— TASKS TO CARRY OUT —
A) In the text on Jesus and Paul, who is named as the most prolific writer of the New Testament?
B) For each statement, say whether it agrees with the text on Jesus and Paul, and quote the words that decide it: (i) Jesus lived as a Jew under Roman rule in Palestine. (ii) In his Letter to the Romans, Paul says God is liberating humanity but not the rest of creation. (iii) Jesus regarded his deeds as random acts of kindness.

— DOCUMENT SEGMENT —
====
Throughout his ministry, Jesus preached and performed acts of justice as a manifestation of God's kingdom, and by the kingdom of God he meant God's presence on earth, a presence that eliminated sin.  Jesus healed diseases, criticized the accumulation of wealth and economic disparity, taught peaceful reconciliation between humans, and associated with the socialpariahs, among many other acts and words of social justice.  For Jesus, these deeds and expressions were not random acts of kindness, but rather a turning a point in history, that moment when God removed sin that separated humanity from God and each other.  However, Jesus' words and deeds had an edge to them; they were a counter-cultural critique.  As a Jew living under the oppressive Roman hand in Palestine, Jesus was quite aware of the imperial values of Rome. Whereas Rome worshiped emperors, money, power and violence, and so marginalizing those who they ruled, the kingdom that Jesus preached promoted economic and racial equality, peace, and the elevation of the marginalized. The edgy counter-cultural message of Jesus ultimately led to his torture and crucifixion, and according to Christian belief, God raised Jesus from the dead three days later as a sign of vindication.

The first century followers of Jesus wrestled with the significance of Jesus' ministry, death, and resurrection.  The most prolific writer of the New Testament, the Apostle Paul, particularly tackled these questions.  For Paul, yes, a major component of God's restoration project was removing the sin that separated an individual from God.  But Paul also understood that something bigger, even cosmic was at play, and this was the result of Jesus' death and resurrection.  In his Letter to the Romans, Paul states that the entire creation has been groaning as it lives under sin, but God is in the process of liberating the entire creation.  The cross that had killed Jesus was also a tool to restore everything to God, according to Paul, because it removed the sin that had separated all of God's creation from God.  Elsewhere Paul, or at least someone writing in Paul's name, explains that Jesus' death on the cross "disarmed the powers and authorities" and had made a spectacle of them by "triumphing over them by the cross" (Colossians 2:25).  In other words, the systemic powers of the state and society, which typically oppress, had lost their stranglehold over humanity due to Jesus' death on the cross.  Because the cross dealt with sin, oppressive powers that were the result of sin could no longer oppress God's children.
====
— DATASET RECORDS —
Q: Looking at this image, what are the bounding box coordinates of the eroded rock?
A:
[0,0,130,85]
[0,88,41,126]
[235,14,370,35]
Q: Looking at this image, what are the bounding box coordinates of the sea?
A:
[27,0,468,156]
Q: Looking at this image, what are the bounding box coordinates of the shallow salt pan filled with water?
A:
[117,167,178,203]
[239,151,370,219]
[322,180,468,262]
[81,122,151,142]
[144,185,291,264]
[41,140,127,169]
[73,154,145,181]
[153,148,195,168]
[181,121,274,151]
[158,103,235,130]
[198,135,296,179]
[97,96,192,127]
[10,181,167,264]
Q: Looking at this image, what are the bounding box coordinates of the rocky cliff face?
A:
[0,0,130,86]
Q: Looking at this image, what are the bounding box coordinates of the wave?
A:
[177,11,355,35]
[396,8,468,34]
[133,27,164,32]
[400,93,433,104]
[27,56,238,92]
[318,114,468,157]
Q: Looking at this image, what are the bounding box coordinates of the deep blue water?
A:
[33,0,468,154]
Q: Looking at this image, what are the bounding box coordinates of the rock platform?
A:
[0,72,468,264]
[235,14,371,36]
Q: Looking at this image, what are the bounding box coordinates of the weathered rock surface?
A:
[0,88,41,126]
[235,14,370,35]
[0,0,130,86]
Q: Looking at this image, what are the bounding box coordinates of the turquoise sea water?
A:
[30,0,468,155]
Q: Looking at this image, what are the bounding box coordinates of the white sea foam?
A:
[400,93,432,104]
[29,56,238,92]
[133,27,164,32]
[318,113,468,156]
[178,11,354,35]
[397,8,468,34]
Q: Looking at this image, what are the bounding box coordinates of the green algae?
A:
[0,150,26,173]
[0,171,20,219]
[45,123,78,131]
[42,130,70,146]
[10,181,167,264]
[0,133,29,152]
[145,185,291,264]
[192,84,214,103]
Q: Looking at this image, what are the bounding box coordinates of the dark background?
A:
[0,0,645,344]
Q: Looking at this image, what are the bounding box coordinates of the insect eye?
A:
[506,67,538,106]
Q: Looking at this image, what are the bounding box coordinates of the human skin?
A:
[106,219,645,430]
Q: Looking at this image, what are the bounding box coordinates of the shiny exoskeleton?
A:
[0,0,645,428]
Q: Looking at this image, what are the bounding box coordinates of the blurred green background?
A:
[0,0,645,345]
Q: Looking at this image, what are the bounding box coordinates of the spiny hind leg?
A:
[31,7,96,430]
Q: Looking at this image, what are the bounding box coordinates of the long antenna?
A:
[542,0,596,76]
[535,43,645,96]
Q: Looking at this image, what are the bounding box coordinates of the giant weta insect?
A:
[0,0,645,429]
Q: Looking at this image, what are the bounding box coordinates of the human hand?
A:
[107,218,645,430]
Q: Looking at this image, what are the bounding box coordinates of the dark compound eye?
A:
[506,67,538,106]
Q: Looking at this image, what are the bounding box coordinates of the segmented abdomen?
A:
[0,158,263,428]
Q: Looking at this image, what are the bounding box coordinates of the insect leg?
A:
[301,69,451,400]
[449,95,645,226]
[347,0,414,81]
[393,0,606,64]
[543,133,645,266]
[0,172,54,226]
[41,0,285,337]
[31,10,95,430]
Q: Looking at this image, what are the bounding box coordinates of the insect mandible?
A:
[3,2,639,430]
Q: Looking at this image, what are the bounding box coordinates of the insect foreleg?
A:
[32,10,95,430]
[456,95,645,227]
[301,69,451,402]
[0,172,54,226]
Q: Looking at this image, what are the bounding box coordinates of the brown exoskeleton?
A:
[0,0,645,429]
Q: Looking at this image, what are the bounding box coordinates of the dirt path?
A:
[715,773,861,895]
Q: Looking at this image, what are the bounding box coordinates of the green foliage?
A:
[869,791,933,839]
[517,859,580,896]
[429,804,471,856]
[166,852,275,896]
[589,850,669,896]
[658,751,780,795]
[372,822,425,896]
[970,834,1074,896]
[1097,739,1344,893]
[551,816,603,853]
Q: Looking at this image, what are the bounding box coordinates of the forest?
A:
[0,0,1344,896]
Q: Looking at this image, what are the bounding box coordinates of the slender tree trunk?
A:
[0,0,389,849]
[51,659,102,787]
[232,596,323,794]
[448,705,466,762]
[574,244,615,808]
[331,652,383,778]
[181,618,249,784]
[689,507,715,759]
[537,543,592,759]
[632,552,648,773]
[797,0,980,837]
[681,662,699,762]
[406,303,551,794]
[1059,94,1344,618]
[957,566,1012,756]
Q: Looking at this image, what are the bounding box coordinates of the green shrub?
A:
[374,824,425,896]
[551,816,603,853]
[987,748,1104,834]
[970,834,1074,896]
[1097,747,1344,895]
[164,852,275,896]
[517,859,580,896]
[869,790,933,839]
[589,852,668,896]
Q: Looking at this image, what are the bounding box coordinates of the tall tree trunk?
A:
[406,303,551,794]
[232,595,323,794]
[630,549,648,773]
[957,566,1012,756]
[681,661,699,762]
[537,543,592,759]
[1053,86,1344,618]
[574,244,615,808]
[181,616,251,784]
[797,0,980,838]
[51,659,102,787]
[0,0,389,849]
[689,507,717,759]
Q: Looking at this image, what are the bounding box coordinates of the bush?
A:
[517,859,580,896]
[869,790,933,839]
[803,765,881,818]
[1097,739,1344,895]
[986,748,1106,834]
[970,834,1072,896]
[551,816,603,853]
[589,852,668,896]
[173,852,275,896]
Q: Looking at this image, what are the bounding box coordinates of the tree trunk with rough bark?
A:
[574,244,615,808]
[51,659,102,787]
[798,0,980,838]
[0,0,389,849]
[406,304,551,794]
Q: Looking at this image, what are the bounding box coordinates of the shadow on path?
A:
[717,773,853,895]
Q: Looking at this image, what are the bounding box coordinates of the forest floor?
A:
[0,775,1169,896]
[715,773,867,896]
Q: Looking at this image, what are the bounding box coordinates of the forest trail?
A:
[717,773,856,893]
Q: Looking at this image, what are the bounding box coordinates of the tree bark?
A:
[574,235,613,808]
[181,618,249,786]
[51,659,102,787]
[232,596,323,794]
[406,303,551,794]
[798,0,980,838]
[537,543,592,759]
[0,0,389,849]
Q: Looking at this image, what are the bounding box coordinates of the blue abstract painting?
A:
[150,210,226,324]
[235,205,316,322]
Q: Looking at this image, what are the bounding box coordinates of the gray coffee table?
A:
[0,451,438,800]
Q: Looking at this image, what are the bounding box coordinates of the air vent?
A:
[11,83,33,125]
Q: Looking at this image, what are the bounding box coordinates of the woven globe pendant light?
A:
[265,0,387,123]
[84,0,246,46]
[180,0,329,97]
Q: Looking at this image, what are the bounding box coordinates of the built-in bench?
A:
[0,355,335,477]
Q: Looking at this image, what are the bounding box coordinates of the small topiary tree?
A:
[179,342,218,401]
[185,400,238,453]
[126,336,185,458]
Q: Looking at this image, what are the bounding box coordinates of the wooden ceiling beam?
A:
====
— RESPONSES BY ITEM NUMBER —
A) The Apostle Paul.

B)
(i) Yes: "As a Jew living under the oppressive Roman hand in Palestine"
(ii) No: "God is in the process of liberating the entire creation"
(iii) No: "these deeds and expressions were not random acts of kindness"